◆ EXCERTO DO DOCUMENTO
━━━

15 jan, 2015 • Carla Caixinha

Os portugueses desejam mais filhos, mas não têm capacidade para os ter, diz o presidente do Instituto de Políticas Públicas, Paulo Trigo Pereira. Medidas do relatório encomendado pelo Governo sobre natalidade são "micromedidas": o país tem que crescer e gerar emprego.

"Precários ou recibos verdes nunca vão constituir família"

O presidente do Instituto de Políticas Públicas (IPP) discorda das novas tabelas de IRS, considerando que lhes falta justiça, e defende um maior compromisso político quanto à estabilidade das políticas adoptadas, independente das maiorias no poder.

Para o economista Paulo Trigo Pereira, num país amigo das crianças e das famílias deve haver crescimento económico, emprego e haver estabilidade do emprego. Caso contrário, os jovens vão continuar a sair do país e os que ficam vão ou não ter filhos.

Para provar o seu ponto de vista, cita um relatório da Comissão Europeia. O "Ageing Report" de 2015 mostra duas realidades distintas: Portugal é dos países que vai ter maior envelhecimento (perde 20% da população); mas as pessoas gostariam de ter o dobro dos filhos que efectivamente têm. "Desejam, mas não têm capacidade para os ter", alerta.

O professor no Instituto Superior de Economia e Gestão (ISEG) é um dos participantes na conferência "A problemática da natalidade em Portugal: uma questão social, económica e política" reúne peritos, académicos e políticos, esta quinta e sexta-feira, no Instituto de Ciências Sociais, em Lisboa.

Na conferência vai ser apresentado o relatório sobre natalidade, coordenado por Joaquim Azevedo e encomendado pelo Governo. Como é que Portugal pode ser amigo das crianças e das famílias?
Há dois patamares com que vejo a questão da natalidade. Um tem a ver com o país e com a viabilidade social, económica e política e está relacionado com as questões macro do crescimento, do emprego e da estabilidade do emprego. Os jovens que têm contratos precários ou [trabalham a] recibos verdes nunca vão constituir família, pois não têm condições para pagar um crédito à habitação ou para ter um mínimo de estabilidade.

Depois, há um segundo nível, relacionado com as políticas mais micro, orientadas para as famílias. Há um pano de fundo fundamental sem o qual as estas últimas medidas, que também são importantes, têm uma eficácia reduzida.

A situação foi agravada pelas políticas de austeridade pós-troika?
Eu acho que sim. De facto, dentro deste esforço de consolidação orçamental houve cortes em prestações sociais – Rendimento Social de Inserção (RSI), o Complemento Solidário para Idosos, o abono de família. Estas pessoas têm que ter alguma estabilidade temporal para que as famílias possam fazer planos. Não estou a dizer que não tenha que haver alguma contenção – e eu sou professor de Finanças Públicas e sensível ao argumento dos benefícios que façam reduzir a receita fiscal ou o aumento de despesa –, mas o corte significativo que existiu obviamente criou um aumento de taxa de pobreza, entre os jovens, desempregados e famílias monoparentais. Como é que é possível ter alguma estabilidade nesta situação?

━━━

◆ LINHAS DE DADOS
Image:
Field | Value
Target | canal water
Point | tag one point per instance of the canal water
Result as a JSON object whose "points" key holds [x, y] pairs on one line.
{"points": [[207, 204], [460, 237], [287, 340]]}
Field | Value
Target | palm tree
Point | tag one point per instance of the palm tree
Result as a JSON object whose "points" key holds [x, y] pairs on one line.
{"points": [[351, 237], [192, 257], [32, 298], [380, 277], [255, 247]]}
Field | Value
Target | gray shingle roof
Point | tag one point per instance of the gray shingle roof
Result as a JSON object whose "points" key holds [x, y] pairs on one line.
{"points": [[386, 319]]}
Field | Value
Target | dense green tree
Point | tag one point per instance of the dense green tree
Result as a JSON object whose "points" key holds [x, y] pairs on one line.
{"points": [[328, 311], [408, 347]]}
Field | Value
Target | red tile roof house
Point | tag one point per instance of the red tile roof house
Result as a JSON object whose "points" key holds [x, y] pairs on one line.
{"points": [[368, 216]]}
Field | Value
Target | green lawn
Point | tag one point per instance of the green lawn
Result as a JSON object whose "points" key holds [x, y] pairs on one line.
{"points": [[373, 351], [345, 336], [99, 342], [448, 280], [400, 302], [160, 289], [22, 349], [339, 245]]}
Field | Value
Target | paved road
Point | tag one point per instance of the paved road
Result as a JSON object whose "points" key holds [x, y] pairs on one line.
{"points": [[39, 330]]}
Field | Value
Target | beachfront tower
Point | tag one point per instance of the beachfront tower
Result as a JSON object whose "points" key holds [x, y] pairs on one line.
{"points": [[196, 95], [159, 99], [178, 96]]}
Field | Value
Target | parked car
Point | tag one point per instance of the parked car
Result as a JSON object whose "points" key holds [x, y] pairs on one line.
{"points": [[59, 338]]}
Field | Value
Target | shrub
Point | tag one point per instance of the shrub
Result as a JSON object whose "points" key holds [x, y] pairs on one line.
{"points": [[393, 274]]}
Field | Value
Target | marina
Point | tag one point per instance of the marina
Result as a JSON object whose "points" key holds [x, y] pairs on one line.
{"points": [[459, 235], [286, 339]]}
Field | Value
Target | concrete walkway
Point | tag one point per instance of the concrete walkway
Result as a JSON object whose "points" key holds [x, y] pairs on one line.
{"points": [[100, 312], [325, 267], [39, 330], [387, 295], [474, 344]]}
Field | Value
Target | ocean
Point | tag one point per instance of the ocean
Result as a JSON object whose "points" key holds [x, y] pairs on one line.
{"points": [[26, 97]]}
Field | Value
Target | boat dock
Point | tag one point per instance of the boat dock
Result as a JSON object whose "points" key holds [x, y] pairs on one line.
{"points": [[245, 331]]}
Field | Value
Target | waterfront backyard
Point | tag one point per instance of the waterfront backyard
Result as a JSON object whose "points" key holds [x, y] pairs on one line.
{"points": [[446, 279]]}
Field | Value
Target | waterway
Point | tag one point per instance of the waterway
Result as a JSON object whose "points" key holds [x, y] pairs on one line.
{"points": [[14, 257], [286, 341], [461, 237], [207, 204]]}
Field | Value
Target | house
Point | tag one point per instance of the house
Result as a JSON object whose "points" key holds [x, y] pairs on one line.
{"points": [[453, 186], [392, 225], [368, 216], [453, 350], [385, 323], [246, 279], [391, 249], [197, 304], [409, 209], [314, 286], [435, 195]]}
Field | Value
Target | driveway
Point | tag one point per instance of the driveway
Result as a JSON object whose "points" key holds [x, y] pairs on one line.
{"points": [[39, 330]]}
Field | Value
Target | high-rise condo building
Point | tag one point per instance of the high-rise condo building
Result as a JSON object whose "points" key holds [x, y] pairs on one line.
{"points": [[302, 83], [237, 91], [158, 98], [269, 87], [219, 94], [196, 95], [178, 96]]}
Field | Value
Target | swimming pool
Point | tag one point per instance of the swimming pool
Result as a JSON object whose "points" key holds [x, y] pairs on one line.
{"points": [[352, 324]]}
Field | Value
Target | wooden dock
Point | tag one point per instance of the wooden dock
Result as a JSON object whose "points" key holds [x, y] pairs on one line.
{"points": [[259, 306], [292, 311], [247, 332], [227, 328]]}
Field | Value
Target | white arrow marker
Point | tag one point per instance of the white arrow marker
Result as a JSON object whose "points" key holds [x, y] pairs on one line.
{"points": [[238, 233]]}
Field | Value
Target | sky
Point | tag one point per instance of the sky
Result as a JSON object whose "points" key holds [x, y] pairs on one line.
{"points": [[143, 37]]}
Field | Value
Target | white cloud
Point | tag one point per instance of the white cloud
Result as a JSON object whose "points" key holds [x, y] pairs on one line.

━━━

◆ ENUNCIADO
Devolva o trecho do excerto que começa nas palavras "Para o economista" e termina logo depois de "Sociais, em Lisboa.". O material que vem depois do excerto é independente dele.

◆ A SOLUÇÃO
Para o economista Paulo Trigo Pereira, num país amigo das crianças e das famílias deve haver crescimento económico, emprego e haver estabilidade do emprego. Caso contrário, os jovens vão continuar a sair do país e os que ficam vão ou não ter filhos.

Para provar o seu ponto de vista, cita um relatório da Comissão Europeia. O "Ageing Report" de 2015 mostra duas realidades distintas: Portugal é dos países que vai ter maior envelhecimento (perde 20% da população); mas as pessoas gostariam de ter o dobro dos filhos que efectivamente têm. "Desejam, mas não têm capacidade para os ter", alerta.

O professor no Instituto Superior de Economia e Gestão (ISEG) é um dos participantes na conferência "A problemática da natalidade em Portugal: uma questão social, económica e política" reúne peritos, académicos e políticos, esta quinta e sexta-feira, no Instituto de Ciências Sociais, em Lisboa.